Region annotation entries
★ ★ ★ ★ ★
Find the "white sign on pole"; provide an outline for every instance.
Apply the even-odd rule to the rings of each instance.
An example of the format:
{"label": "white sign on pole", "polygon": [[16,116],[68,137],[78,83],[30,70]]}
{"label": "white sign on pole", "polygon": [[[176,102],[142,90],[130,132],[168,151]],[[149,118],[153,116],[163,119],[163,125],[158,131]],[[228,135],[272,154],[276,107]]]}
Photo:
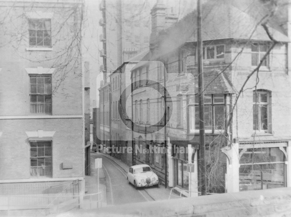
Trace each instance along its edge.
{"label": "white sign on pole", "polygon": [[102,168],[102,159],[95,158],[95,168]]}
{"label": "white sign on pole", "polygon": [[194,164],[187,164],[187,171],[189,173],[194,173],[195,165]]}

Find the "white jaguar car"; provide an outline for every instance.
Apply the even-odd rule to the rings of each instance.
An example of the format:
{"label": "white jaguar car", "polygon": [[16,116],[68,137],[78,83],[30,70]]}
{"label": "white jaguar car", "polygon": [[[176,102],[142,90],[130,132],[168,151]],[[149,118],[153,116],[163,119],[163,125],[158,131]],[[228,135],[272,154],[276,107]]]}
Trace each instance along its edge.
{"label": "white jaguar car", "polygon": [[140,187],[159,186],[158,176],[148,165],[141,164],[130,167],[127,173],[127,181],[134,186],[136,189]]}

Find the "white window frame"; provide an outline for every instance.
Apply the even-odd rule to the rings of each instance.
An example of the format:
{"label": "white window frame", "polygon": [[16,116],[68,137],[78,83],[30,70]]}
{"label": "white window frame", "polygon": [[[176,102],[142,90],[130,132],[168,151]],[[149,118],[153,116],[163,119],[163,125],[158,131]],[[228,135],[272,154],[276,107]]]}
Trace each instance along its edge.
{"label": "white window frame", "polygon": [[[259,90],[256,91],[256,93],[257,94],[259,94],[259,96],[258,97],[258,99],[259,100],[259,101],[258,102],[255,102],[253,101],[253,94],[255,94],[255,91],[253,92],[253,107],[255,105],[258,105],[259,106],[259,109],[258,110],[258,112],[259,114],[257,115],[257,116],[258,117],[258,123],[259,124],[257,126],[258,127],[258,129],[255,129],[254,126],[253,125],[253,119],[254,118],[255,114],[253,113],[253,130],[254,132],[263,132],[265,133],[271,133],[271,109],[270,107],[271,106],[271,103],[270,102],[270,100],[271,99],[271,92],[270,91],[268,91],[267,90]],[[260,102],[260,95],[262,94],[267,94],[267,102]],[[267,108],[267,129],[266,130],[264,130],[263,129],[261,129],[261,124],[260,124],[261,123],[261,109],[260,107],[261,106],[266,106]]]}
★ ★ ★ ★ ★
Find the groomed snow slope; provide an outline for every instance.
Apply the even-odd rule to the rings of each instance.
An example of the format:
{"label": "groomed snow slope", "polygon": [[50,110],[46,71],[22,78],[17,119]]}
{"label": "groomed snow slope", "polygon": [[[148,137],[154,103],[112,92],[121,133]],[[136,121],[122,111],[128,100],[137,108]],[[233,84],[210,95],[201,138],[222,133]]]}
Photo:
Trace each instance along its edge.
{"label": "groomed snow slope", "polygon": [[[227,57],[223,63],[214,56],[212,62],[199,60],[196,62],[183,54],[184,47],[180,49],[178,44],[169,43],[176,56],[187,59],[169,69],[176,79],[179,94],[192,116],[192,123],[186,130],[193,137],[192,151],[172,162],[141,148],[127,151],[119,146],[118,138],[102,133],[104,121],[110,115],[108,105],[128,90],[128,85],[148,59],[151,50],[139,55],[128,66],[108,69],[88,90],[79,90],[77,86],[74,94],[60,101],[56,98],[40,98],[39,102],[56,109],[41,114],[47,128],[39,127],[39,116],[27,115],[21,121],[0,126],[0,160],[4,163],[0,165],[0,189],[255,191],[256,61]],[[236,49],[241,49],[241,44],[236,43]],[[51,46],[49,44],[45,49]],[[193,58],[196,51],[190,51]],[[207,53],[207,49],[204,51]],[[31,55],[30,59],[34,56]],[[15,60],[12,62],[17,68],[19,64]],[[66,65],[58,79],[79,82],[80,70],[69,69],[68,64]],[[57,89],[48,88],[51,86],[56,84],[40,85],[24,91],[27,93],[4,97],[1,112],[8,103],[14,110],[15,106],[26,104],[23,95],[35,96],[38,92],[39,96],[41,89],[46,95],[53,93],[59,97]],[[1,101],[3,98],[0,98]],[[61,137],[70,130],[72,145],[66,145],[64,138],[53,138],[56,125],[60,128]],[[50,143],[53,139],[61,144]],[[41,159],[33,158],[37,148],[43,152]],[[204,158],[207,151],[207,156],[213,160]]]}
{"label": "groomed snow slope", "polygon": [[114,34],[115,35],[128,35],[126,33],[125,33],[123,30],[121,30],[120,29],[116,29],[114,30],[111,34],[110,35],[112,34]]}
★ ★ ★ ★ ★
__WHAT THE TASK ASKS__. Locate every line of the material that contains the string "Find" and copy each of those lines.

__WRITTEN ANSWER__.
Find the "white sign on pole"; provide an outline for every instance.
Find the "white jaguar car"; provide an outline for every instance.
Find the "white window frame"; provide an outline for every instance.
Find the groomed snow slope; provide an outline for every instance.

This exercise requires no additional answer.